Records contained in a dataset:
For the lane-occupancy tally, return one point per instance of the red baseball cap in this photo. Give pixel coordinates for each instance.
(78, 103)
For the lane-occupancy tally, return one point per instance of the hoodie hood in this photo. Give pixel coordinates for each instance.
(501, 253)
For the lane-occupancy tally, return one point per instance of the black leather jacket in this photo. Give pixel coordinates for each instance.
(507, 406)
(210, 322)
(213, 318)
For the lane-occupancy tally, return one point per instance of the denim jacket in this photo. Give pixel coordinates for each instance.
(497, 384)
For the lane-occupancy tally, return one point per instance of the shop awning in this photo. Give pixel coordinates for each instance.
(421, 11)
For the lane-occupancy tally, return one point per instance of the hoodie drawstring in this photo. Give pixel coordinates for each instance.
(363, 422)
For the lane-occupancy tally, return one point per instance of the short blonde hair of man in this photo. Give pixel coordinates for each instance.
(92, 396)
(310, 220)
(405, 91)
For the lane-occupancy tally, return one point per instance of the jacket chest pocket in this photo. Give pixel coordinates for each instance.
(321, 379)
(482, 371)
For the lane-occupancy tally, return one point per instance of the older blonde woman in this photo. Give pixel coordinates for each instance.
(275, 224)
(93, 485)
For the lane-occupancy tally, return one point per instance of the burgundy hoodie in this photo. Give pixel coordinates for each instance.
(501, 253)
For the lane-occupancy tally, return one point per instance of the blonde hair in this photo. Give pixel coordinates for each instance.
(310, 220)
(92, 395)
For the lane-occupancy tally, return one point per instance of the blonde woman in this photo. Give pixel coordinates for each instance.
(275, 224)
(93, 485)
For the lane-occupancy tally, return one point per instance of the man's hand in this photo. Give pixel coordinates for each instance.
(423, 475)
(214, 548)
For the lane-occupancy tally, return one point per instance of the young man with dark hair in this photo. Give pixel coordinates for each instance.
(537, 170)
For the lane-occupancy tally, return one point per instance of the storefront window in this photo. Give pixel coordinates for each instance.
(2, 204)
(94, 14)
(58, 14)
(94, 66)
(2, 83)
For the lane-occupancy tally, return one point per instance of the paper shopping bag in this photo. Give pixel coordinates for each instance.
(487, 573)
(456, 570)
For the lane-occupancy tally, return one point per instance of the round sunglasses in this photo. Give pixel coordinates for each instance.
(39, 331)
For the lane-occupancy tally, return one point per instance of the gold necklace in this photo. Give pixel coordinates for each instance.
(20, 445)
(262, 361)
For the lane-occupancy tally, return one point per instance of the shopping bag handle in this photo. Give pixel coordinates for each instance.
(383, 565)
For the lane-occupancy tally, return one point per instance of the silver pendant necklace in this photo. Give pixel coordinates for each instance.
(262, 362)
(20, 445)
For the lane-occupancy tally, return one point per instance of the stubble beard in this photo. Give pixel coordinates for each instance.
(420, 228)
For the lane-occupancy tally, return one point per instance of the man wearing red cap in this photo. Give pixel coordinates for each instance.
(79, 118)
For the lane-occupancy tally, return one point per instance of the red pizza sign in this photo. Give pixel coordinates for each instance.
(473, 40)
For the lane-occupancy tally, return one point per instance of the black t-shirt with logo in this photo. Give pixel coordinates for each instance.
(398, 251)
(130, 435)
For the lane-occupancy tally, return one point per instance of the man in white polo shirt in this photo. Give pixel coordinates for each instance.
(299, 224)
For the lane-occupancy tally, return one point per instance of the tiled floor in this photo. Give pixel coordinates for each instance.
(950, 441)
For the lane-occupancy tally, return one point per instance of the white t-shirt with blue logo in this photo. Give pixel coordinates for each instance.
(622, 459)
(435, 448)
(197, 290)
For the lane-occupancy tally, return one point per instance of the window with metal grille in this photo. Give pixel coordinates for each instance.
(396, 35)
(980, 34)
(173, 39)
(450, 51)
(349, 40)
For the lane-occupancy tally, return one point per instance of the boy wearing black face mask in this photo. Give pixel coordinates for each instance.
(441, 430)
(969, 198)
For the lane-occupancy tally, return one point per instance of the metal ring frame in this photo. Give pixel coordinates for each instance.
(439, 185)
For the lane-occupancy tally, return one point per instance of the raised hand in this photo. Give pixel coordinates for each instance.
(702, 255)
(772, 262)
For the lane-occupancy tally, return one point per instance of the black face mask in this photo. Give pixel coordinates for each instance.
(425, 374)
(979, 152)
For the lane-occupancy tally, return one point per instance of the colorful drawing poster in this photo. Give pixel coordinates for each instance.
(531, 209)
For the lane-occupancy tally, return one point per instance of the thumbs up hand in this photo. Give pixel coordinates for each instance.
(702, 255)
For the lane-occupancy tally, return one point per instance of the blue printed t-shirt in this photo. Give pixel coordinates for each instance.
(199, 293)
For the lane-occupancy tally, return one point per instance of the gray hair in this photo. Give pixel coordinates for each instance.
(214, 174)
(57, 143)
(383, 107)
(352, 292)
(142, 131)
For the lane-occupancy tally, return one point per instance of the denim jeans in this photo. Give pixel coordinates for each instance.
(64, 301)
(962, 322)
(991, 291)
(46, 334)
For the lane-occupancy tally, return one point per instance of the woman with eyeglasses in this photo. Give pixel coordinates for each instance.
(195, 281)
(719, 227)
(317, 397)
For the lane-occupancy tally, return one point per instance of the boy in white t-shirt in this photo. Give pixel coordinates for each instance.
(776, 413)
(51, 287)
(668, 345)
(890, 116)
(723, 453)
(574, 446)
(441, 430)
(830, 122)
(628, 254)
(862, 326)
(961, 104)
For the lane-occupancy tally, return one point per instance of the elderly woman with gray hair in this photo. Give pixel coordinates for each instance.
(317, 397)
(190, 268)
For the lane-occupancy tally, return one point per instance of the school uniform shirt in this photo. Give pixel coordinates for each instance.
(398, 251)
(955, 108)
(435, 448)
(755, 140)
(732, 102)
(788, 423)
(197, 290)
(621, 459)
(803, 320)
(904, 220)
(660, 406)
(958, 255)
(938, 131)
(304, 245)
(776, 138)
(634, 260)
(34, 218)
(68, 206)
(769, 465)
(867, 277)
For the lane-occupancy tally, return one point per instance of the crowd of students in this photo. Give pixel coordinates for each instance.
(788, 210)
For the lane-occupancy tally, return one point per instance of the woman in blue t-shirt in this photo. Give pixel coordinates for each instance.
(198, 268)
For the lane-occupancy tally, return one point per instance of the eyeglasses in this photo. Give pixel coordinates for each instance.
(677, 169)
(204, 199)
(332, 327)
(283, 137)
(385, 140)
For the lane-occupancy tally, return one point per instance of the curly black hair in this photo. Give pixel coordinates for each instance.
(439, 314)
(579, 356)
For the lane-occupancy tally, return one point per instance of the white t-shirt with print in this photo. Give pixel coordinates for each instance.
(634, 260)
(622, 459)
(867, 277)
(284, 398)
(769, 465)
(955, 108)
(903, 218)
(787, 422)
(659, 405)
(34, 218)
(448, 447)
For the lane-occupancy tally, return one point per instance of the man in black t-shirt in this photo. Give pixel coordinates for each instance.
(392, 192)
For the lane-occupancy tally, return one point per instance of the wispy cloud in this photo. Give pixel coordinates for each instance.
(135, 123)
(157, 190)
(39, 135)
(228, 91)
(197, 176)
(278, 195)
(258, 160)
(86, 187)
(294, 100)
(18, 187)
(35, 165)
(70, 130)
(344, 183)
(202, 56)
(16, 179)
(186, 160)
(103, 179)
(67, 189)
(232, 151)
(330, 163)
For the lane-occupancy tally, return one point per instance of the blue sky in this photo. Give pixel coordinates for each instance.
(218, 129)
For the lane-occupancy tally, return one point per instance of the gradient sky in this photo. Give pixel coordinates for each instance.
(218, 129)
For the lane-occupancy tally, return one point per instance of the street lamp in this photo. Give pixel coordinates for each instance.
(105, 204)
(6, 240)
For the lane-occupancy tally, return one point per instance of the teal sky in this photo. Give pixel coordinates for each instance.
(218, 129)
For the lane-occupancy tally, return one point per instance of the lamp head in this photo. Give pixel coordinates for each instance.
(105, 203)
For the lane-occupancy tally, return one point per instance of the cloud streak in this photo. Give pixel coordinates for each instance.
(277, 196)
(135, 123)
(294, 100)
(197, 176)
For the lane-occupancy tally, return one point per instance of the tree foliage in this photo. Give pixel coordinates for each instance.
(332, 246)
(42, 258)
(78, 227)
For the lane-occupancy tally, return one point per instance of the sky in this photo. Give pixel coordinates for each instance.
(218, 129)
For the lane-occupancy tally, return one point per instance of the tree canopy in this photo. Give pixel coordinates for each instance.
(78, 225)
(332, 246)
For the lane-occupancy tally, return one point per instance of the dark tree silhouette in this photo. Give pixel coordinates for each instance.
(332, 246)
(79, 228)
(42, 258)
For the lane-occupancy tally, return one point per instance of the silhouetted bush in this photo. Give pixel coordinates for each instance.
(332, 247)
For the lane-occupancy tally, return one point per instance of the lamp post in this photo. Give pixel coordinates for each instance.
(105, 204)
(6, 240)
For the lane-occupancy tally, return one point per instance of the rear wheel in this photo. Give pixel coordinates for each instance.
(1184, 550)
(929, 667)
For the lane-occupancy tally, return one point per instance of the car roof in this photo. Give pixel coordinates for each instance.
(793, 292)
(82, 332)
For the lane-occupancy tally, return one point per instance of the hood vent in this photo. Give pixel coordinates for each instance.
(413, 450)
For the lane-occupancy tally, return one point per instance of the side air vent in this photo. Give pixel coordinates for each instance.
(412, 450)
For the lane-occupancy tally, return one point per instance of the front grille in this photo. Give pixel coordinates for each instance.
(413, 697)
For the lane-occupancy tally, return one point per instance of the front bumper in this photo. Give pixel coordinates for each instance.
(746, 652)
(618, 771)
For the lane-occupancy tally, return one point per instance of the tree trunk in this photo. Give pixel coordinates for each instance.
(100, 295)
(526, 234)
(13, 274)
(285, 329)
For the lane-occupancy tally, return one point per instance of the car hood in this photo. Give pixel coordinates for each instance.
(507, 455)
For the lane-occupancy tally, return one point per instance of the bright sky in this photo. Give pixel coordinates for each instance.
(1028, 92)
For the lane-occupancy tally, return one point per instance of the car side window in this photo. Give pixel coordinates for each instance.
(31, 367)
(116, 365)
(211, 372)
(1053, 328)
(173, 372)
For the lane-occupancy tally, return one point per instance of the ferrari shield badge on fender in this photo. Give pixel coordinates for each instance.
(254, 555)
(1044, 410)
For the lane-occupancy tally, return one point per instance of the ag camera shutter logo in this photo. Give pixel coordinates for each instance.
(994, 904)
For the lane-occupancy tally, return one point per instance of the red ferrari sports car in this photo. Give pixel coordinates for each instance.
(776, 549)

What you are asked to do: Reproduce only those lines of the entries above that run from the line with "the car hood" to the final line.

Written response:
For the lane-occupancy tally, return one point per instance of the car hood in this photo. Give pixel coordinates for each instance.
(507, 455)
For the lane-occupancy tally, return one point per instance of the bright sky in this photo. Give pixel coordinates for each instance.
(1028, 92)
For the lane-occupancy tally, return one point per instance of the car side window in this photo. Give pixel coordinates for each instance.
(31, 367)
(116, 365)
(211, 372)
(1053, 328)
(173, 372)
For the lane-occupancy tally, return one point per instance of the ferrari shield badge on fender in this photo. Give pixel coordinates for each instance.
(254, 555)
(1044, 410)
For the lane-occupancy tally, return one point per instance of the ag camera shutter logo in this photo. Give pixel coordinates for each instance.
(994, 904)
For the lane-occupancy tally, return one point per instance of the red ferrari sports car in this photo. Give pixel coordinates for each instance.
(776, 549)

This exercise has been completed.